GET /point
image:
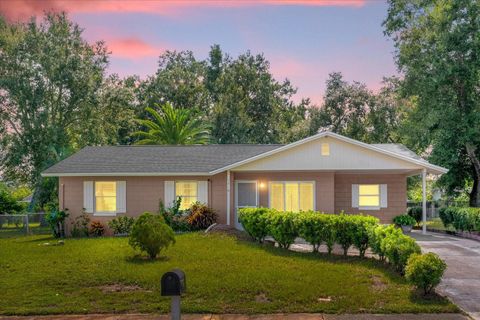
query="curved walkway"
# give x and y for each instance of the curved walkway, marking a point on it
(461, 282)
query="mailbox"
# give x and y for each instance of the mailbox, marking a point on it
(173, 283)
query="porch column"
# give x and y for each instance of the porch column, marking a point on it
(228, 197)
(424, 201)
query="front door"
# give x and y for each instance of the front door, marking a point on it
(246, 196)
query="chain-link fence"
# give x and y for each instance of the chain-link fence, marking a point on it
(12, 225)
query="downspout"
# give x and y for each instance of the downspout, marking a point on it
(228, 197)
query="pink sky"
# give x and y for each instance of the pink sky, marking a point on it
(304, 40)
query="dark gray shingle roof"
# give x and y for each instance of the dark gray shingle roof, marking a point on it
(156, 159)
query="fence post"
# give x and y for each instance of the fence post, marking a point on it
(26, 221)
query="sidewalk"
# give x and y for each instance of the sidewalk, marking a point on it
(291, 316)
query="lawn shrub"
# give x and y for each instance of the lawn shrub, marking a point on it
(254, 222)
(80, 226)
(97, 229)
(415, 213)
(311, 226)
(56, 220)
(200, 216)
(461, 218)
(362, 225)
(398, 248)
(121, 225)
(282, 227)
(404, 220)
(151, 234)
(345, 231)
(425, 271)
(376, 235)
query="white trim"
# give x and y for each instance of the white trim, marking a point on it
(127, 174)
(339, 137)
(284, 190)
(236, 199)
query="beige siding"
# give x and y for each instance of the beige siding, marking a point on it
(396, 189)
(343, 156)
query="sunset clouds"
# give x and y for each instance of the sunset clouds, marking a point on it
(24, 9)
(304, 40)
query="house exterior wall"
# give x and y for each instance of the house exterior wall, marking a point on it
(396, 194)
(333, 192)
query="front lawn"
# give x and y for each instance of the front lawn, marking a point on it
(224, 275)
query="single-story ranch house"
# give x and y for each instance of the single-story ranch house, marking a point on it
(325, 172)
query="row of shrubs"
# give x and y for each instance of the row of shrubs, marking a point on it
(461, 218)
(362, 232)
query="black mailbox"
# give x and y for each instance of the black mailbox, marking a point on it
(173, 283)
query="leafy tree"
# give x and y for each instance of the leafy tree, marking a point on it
(437, 47)
(50, 78)
(173, 126)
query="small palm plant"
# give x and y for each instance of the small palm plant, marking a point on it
(172, 126)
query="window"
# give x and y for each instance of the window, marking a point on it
(291, 196)
(187, 190)
(369, 195)
(105, 196)
(325, 149)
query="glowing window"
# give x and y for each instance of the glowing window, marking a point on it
(105, 196)
(369, 195)
(187, 190)
(325, 149)
(291, 196)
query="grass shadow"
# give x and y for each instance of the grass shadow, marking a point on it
(142, 259)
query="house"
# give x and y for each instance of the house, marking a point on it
(325, 172)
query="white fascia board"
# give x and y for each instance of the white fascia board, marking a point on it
(436, 169)
(127, 174)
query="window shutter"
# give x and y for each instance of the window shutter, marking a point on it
(121, 196)
(354, 195)
(383, 196)
(169, 194)
(202, 193)
(88, 196)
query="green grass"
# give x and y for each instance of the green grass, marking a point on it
(224, 275)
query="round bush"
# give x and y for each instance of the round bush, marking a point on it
(425, 271)
(398, 249)
(201, 216)
(254, 222)
(151, 234)
(281, 226)
(404, 220)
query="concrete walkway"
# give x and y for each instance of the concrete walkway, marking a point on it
(461, 282)
(290, 316)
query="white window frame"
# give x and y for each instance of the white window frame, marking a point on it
(103, 213)
(379, 196)
(285, 190)
(183, 181)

**********

*Task statement:*
Locate every line of the records that contains the string "link", and copy each such line.

*Result of the exercise:*
query="chain-link fence"
# give x and y for each instance of the chain-link fence, marking a point on it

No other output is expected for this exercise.